:: Given instruction ::
Only the lines from the one containing "Tag one spot per instance of the entrance" through the end of the material are to be echoed, each exactly as it appears.

:: Stored data entries ::
┏━━
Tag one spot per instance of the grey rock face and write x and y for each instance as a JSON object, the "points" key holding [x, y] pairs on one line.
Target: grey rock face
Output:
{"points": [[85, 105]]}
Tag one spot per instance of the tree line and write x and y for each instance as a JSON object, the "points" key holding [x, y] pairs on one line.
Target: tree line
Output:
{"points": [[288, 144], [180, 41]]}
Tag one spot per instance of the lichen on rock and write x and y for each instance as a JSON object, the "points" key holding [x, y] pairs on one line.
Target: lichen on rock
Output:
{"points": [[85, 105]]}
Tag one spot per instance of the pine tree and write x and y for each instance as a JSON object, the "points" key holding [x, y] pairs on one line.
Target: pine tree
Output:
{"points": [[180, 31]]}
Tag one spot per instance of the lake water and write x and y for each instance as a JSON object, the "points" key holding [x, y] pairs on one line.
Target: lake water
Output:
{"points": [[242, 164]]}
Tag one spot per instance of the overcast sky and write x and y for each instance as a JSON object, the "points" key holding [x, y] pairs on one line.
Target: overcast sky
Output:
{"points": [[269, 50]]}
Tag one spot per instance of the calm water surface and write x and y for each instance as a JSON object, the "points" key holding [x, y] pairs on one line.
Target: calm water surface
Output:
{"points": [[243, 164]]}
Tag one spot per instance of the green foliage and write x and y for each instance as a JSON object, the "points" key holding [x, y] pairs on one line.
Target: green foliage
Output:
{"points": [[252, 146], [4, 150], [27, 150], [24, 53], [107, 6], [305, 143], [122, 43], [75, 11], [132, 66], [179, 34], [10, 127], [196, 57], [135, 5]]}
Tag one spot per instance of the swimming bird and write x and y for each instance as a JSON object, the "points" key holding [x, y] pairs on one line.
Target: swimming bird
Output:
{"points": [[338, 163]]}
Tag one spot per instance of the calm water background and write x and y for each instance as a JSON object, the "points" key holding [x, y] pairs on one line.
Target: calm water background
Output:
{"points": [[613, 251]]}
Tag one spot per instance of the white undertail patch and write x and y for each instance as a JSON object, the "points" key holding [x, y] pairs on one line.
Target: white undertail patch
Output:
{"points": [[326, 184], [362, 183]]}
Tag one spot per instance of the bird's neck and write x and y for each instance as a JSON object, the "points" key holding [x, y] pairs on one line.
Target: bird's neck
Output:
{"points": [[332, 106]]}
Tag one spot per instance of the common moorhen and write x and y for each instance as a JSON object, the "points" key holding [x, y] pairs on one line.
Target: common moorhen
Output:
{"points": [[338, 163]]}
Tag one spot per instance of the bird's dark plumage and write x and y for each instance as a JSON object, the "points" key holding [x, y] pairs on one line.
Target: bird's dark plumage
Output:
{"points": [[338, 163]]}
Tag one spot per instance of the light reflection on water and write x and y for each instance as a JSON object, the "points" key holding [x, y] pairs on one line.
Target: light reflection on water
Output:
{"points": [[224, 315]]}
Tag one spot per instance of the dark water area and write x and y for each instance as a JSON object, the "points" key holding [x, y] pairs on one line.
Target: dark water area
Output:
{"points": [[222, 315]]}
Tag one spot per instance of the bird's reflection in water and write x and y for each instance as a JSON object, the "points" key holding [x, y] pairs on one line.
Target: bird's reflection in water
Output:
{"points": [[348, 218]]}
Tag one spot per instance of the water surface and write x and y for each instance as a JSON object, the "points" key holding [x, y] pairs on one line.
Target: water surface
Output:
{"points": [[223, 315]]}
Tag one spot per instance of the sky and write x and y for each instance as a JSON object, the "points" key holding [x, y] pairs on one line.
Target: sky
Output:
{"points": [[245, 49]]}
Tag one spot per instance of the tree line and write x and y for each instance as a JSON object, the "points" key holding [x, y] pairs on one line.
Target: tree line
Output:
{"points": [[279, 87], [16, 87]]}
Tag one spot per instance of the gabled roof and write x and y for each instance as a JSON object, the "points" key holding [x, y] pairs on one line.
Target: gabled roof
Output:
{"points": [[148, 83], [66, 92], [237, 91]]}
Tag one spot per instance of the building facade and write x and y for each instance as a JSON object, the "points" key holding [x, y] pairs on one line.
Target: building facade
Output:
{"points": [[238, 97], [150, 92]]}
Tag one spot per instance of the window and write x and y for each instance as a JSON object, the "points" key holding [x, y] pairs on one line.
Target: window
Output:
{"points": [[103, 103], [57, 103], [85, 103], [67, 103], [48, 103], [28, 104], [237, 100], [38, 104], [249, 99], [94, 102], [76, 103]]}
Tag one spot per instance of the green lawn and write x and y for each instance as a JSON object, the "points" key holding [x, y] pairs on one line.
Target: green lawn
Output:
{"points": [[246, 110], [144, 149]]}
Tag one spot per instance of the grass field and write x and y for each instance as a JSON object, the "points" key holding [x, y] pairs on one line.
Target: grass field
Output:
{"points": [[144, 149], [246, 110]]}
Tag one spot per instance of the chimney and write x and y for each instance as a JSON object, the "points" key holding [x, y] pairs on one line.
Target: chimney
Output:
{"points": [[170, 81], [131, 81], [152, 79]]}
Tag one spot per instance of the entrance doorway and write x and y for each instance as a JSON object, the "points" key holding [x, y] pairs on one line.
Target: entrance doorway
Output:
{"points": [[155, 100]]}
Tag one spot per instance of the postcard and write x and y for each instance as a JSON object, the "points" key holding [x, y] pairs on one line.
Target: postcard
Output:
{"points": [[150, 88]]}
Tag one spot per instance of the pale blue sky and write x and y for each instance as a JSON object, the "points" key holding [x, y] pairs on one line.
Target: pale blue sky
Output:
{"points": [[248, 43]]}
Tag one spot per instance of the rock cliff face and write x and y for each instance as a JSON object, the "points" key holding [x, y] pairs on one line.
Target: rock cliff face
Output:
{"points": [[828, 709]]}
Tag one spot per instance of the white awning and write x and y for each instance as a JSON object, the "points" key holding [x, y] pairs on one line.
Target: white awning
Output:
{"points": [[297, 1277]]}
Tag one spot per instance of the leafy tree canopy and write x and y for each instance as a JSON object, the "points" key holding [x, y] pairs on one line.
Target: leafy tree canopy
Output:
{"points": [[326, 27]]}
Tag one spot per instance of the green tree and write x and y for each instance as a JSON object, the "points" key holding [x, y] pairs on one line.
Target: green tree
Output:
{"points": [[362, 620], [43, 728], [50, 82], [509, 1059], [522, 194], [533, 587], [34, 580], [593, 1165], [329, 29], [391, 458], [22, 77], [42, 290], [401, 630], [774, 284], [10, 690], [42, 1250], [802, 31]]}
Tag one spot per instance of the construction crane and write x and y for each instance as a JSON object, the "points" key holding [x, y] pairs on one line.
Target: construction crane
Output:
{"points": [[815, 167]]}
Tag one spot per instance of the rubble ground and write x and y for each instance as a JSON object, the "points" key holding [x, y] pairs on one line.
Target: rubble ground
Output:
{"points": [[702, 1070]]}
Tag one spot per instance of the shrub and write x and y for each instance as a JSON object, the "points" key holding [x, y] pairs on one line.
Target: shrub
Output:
┗━━
:: Exercise output ::
Tag one spot per instance of the entrance doorway and write x and y for each instance as a JSON object, the "points" key holding [x, y] pairs on one line.
Target: entrance doorway
Output:
{"points": [[155, 100]]}
Tag one spot per instance of the postcard and write x and y for each instance as a JSON object, the "points" key holding [x, y] pairs on one line.
Target: postcard
Output:
{"points": [[150, 88]]}
Tag one spot per instance of the pale blue sky and write x and y for each instance as a JSON object, the "points" key holding [x, y] pairs on one line.
Target: pale blue sky
Output:
{"points": [[248, 43]]}
Tag one spot per instance of the rock cliff face and write x and y for each instance as a JSON object, the "points" key holding [x, y] pairs on one line.
Target: rock cliff face
Output:
{"points": [[828, 709]]}
Tag one spot per instance of the white awning and write x and y for each instance as a JSON object, the "points" key holding [x, y] pairs on one line.
Target: white awning
Output:
{"points": [[297, 1277]]}
Tag one spot per instance of the leafy tree canopy and write x and y for each instance as a JSON object, the "points" key holding [x, y] pairs on one line.
Target: leafy tree canopy
Output:
{"points": [[326, 27]]}
Tag one spot per instance of the green tree and write x and y for each instance as a JSON object, the "points" key holding [x, y] pairs on one line.
Target: green tree
Output:
{"points": [[362, 620], [43, 728], [50, 82], [509, 1059], [522, 194], [533, 587], [34, 580], [593, 1165], [329, 29], [391, 458], [22, 77], [42, 290], [401, 630], [774, 284], [10, 690], [42, 1250], [802, 31]]}
Tag one spot per instance of the construction crane and write x and y for each instance as a JSON object, the "points" key holding [x, y] pairs on one line.
Target: construction crane
Output:
{"points": [[815, 167]]}
Tag one spot per instance of the rubble ground and write x and y for each instance as a JSON object, the "points" key holding [x, y] pairs on one line.
Target: rubble ground
Output:
{"points": [[702, 1070]]}
Tag one spot per instance of the shrub and write x and y for each instance as a JSON object, the "points" key holding [x, y] pairs on one line.
Target: shrub
Output:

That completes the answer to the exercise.